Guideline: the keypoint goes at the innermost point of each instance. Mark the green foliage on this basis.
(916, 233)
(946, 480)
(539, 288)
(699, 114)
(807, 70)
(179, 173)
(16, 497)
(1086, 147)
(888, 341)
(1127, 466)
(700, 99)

== == ==

__Task directions__:
Write out the lines above as a numbered list, omitting any blank lines.

__The output__:
1. Guideline: the keypoint goes at the innermost point of each instance. Mark the green foliage on this basis.
2. (916, 233)
3. (946, 480)
4. (539, 288)
5. (699, 114)
6. (807, 70)
7. (179, 173)
8. (16, 497)
9. (1086, 147)
10. (888, 341)
11. (1127, 466)
12. (700, 99)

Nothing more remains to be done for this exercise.